_Short task_
Copy out the following lines again, switching every "field-scouting tally" to "site survey count" and keeping everything else unchanged.

_Supplied entries_

....

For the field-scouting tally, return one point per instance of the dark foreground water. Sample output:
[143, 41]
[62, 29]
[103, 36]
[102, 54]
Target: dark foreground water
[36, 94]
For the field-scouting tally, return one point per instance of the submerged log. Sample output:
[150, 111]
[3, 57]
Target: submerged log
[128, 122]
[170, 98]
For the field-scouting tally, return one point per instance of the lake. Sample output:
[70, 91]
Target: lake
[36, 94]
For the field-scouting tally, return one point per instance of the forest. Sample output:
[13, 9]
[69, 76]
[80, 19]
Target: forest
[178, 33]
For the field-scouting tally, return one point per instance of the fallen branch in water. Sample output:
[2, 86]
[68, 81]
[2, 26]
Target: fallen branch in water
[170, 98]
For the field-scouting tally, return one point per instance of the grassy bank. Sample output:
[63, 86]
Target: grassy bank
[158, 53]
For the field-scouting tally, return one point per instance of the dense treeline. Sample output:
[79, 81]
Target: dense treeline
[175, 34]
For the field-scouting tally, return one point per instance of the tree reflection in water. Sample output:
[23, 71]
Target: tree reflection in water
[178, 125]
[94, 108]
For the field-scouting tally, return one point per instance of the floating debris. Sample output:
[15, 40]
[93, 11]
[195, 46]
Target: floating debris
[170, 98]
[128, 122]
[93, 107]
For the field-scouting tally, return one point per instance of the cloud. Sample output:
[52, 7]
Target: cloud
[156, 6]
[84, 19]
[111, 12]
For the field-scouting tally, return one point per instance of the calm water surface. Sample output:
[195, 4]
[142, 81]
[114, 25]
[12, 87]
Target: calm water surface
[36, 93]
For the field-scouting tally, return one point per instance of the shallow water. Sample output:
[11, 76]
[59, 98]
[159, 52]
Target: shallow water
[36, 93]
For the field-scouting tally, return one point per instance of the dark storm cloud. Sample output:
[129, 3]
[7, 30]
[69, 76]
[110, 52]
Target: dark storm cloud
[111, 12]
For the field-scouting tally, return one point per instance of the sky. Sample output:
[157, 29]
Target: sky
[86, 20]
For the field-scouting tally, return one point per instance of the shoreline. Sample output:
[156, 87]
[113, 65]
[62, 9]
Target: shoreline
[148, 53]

....

_The answer_
For the site survey count, return one point per instance of the dark foreground water. Sample output:
[143, 41]
[62, 29]
[103, 36]
[102, 54]
Target: dark foreground water
[36, 94]
For the site survey count, return one point per instance of the submerged log. Sample output:
[150, 111]
[3, 57]
Target: submerged log
[128, 122]
[170, 98]
For the site survey count, return one point per instance of the lake. Sample output:
[70, 91]
Target: lake
[36, 94]
For the site survey count, return one point per instance of the forest. Sample output:
[13, 9]
[69, 76]
[80, 19]
Target: forest
[178, 33]
For the site survey count, return one point per instance of the fallen branch in water. Sample output:
[2, 86]
[68, 81]
[2, 26]
Target: fallen branch in water
[170, 98]
For the site survey count, return one point per instance of the grassy bank. Sample output:
[63, 86]
Target: grassy bank
[158, 53]
For the site survey count, return one point per instance of the dense treeline. Sample output:
[79, 81]
Target: dense treeline
[175, 34]
For the site survey count, return one point per instance of the tree reflection in water. Sample output:
[23, 71]
Target: tree reflection in water
[178, 125]
[94, 108]
For the site survey count, return one point per instance of the floating debris. Sample output:
[15, 40]
[93, 11]
[195, 46]
Target: floating debris
[170, 98]
[128, 122]
[93, 107]
For the site survey count, return one point per instance of the cloud. Sample output:
[52, 7]
Target: cloud
[156, 6]
[84, 19]
[111, 12]
For the site survey count, return one point per instance of the calm water surface. Sample output:
[195, 4]
[142, 81]
[114, 25]
[12, 87]
Target: calm water surface
[36, 93]
For the site survey count, return one point per instance of the shallow water. Sample output:
[11, 76]
[59, 98]
[159, 52]
Target: shallow water
[36, 93]
For the site survey count, return one point per instance of the dark storm cloud. Sample output:
[129, 3]
[7, 30]
[69, 76]
[110, 52]
Target: dark storm cloud
[111, 12]
For the site survey count, return one point per instance of the sky. Sample output:
[157, 29]
Target: sky
[86, 20]
For the site survey count, return one point per instance of the shoreline. Sample output:
[156, 87]
[113, 65]
[62, 9]
Target: shoreline
[148, 53]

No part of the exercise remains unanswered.